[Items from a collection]
>>>

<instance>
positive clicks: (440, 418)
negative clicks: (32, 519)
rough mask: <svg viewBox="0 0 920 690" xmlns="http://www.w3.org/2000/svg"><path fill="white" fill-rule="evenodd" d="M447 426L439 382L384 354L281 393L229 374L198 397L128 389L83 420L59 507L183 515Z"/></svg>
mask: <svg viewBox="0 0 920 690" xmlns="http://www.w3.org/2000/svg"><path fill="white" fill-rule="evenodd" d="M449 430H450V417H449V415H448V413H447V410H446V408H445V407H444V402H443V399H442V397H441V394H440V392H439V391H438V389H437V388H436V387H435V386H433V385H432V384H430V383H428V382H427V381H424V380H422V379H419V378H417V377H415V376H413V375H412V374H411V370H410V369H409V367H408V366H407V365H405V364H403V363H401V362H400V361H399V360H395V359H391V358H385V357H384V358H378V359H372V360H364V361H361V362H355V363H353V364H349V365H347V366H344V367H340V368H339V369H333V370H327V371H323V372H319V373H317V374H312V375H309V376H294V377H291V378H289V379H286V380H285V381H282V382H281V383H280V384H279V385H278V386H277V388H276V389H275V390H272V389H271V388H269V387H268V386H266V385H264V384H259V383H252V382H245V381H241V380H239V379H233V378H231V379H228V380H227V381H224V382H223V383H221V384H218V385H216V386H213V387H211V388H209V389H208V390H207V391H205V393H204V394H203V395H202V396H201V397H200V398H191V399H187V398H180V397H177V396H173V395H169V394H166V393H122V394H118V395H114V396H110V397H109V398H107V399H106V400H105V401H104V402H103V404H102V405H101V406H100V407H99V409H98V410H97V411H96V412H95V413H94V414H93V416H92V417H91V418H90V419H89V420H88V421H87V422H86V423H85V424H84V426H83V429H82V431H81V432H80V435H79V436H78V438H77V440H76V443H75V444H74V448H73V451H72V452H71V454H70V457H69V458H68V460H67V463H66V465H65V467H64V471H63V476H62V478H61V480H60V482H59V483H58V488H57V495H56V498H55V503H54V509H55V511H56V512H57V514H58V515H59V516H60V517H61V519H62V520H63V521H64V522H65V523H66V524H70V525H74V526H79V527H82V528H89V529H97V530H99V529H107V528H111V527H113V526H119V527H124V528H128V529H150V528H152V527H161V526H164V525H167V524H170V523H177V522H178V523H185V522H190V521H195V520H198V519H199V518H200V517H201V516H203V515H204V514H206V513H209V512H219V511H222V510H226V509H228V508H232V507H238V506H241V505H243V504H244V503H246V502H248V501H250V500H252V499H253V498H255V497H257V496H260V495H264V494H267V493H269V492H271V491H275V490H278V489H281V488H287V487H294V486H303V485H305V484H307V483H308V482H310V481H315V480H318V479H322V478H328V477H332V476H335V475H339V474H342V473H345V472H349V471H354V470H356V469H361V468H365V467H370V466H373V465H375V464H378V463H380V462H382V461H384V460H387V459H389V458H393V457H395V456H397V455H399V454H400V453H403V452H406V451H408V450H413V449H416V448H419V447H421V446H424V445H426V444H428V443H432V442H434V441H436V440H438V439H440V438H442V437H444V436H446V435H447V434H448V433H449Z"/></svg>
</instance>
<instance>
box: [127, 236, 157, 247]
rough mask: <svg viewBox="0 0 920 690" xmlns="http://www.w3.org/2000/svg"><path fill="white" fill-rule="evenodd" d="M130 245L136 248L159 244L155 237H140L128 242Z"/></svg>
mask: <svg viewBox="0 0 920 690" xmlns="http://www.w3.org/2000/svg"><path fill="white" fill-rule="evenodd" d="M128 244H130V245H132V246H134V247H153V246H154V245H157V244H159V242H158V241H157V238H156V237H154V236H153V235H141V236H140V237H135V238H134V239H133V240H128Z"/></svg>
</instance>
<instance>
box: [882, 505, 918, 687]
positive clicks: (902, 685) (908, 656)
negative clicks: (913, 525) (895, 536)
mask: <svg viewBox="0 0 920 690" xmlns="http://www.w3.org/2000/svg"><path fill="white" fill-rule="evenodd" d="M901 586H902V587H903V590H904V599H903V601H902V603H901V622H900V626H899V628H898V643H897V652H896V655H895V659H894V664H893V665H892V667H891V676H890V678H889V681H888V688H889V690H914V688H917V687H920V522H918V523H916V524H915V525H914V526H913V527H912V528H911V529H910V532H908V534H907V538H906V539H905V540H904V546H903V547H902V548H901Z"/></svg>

<<<

Work request: Switch every "rough mask" in the items above to "coarse mask", leaving all other text unchanged.

Output of the task:
<instance>
positive clicks: (440, 418)
negative clicks: (32, 519)
coarse mask: <svg viewBox="0 0 920 690" xmlns="http://www.w3.org/2000/svg"><path fill="white" fill-rule="evenodd" d="M447 426L439 382L384 354L281 393L229 374L198 397L128 389L83 420L59 507L183 515Z"/></svg>
mask: <svg viewBox="0 0 920 690" xmlns="http://www.w3.org/2000/svg"><path fill="white" fill-rule="evenodd" d="M449 430H450V417H449V415H448V413H447V410H446V408H445V407H444V402H443V399H442V397H441V394H440V392H439V391H438V389H437V388H436V387H435V386H433V385H432V384H430V383H428V382H427V381H424V380H422V379H419V378H417V377H415V376H413V375H412V374H411V370H410V369H409V367H408V366H407V365H405V364H403V363H401V362H400V361H399V360H395V359H391V358H385V357H384V358H378V359H372V360H364V361H361V362H355V363H353V364H349V365H347V366H344V367H340V368H339V369H333V370H327V371H323V372H319V373H317V374H312V375H309V376H294V377H291V378H289V379H286V380H285V381H282V382H281V383H280V384H279V385H278V386H277V388H276V389H275V390H272V389H271V388H269V387H268V386H266V385H264V384H259V383H252V382H245V381H241V380H239V379H233V378H231V379H228V380H227V381H224V382H223V383H221V384H218V385H216V386H213V387H211V388H209V389H208V390H207V391H205V393H204V394H203V395H202V396H201V397H200V398H191V399H187V398H180V397H177V396H173V395H169V394H166V393H122V394H118V395H114V396H110V397H109V398H107V399H106V400H105V401H104V402H103V404H102V405H101V406H100V407H99V409H98V410H97V411H96V412H95V413H94V414H93V416H92V417H91V418H90V419H89V420H88V421H87V422H86V423H85V424H84V426H83V429H82V431H81V432H80V435H79V436H78V438H77V440H76V443H75V444H74V448H73V451H72V452H71V454H70V457H69V458H68V460H67V463H66V465H65V467H64V471H63V476H62V478H61V480H60V482H59V483H58V488H57V495H56V498H55V503H54V509H55V511H56V512H57V514H58V515H59V516H60V517H61V519H62V520H63V521H64V522H65V523H66V524H70V525H74V526H79V527H82V528H89V529H97V530H99V529H107V528H111V527H113V526H119V527H124V528H128V529H150V528H152V527H161V526H164V525H167V524H170V523H177V522H178V523H185V522H190V521H195V520H198V519H199V518H200V517H201V516H203V515H204V514H206V513H209V512H219V511H222V510H226V509H228V508H232V507H238V506H241V505H243V504H244V503H246V502H248V501H250V500H252V499H253V498H255V497H257V496H260V495H264V494H267V493H269V492H271V491H275V490H278V489H281V488H287V487H294V486H303V485H305V484H307V483H308V482H310V481H315V480H318V479H322V478H328V477H332V476H335V475H339V474H342V473H345V472H349V471H354V470H356V469H361V468H365V467H370V466H373V465H375V464H378V463H380V462H382V461H384V460H387V459H389V458H393V457H395V456H397V455H399V454H400V453H403V452H406V451H408V450H413V449H416V448H419V447H421V446H424V445H426V444H428V443H432V442H434V441H436V440H438V439H440V438H442V437H444V436H446V435H447V434H448V433H449Z"/></svg>
</instance>
<instance>
box: [127, 236, 157, 247]
coarse mask: <svg viewBox="0 0 920 690" xmlns="http://www.w3.org/2000/svg"><path fill="white" fill-rule="evenodd" d="M130 245L136 248L159 244L155 237H140L128 242Z"/></svg>
mask: <svg viewBox="0 0 920 690" xmlns="http://www.w3.org/2000/svg"><path fill="white" fill-rule="evenodd" d="M128 244H130V245H132V246H134V247H153V246H154V245H157V244H159V242H158V241H157V238H156V237H154V236H153V235H141V236H140V237H135V238H134V239H133V240H128Z"/></svg>
</instance>
<instance>
box: [882, 505, 918, 687]
positive clicks: (902, 685) (908, 656)
negative clicks: (913, 525) (895, 536)
mask: <svg viewBox="0 0 920 690" xmlns="http://www.w3.org/2000/svg"><path fill="white" fill-rule="evenodd" d="M901 586H902V587H903V590H904V599H903V601H902V603H901V622H900V626H899V628H898V643H897V652H896V655H895V659H894V664H893V665H892V667H891V676H890V678H889V681H888V688H889V690H914V688H917V687H920V522H918V523H916V524H915V525H914V526H913V527H912V528H911V529H910V532H908V534H907V538H906V539H905V540H904V546H903V547H902V548H901Z"/></svg>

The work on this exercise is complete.